Each line from the one with "like (106, 98)." through the last line of the records must be output exactly, both ends included.

[Information provided]
- Opening Delimiter -
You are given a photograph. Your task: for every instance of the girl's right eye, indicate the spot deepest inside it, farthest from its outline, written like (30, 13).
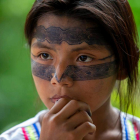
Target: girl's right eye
(45, 56)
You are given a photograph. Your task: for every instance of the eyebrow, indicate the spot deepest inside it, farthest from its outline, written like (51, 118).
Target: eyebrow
(40, 45)
(86, 48)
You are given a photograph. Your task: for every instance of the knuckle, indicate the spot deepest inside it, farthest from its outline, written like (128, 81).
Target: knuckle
(74, 103)
(88, 125)
(46, 117)
(54, 120)
(65, 127)
(71, 136)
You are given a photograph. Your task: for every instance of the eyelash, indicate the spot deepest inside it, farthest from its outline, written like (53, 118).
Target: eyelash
(86, 58)
(48, 55)
(77, 58)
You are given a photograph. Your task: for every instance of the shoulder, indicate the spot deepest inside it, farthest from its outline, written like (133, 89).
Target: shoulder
(29, 128)
(131, 118)
(131, 125)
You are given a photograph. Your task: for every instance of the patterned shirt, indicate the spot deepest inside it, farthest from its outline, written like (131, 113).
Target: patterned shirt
(30, 129)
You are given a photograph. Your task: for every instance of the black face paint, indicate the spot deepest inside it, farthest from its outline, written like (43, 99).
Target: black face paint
(73, 36)
(42, 71)
(76, 73)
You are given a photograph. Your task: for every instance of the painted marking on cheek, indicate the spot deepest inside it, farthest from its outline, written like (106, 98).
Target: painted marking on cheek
(73, 36)
(76, 73)
(42, 71)
(93, 72)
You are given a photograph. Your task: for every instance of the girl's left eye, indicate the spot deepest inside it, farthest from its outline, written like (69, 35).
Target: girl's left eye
(45, 56)
(85, 58)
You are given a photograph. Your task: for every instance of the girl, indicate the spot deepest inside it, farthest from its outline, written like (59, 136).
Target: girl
(79, 49)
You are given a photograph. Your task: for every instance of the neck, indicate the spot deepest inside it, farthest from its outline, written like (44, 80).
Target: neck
(106, 118)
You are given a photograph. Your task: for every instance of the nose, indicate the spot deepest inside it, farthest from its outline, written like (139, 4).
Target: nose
(59, 78)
- Closing Delimiter -
[Exercise result]
You are given a photograph. Your task: for every instance of the painted marking on cheek, indicate the spot deepest inside it, farthest from its outline, written like (106, 98).
Target: painted marking on cheek
(73, 36)
(76, 73)
(42, 71)
(93, 72)
You are given a photograph. Your task: for every instance of the girl's left eye, indicate the spot deepest inside it, farthest from its outline, written like (69, 35).
Target: girl's left eye
(45, 56)
(85, 58)
You are given a photograph. Your task: for every instance of the girl, indicate the spot deepest inside it, farthest from its outline, written like (59, 136).
Target: girl
(79, 49)
You are given a photograph. Your task: for every instance of the neck, indicate the spot deepest inside it, farthest from its outline, written like (44, 80).
Target: neck
(106, 118)
You are given a photograph. Your task: for every instance of the nose, indicate the spot deepest inside it, farthest from its outline, written like (139, 4).
Target: nose
(59, 78)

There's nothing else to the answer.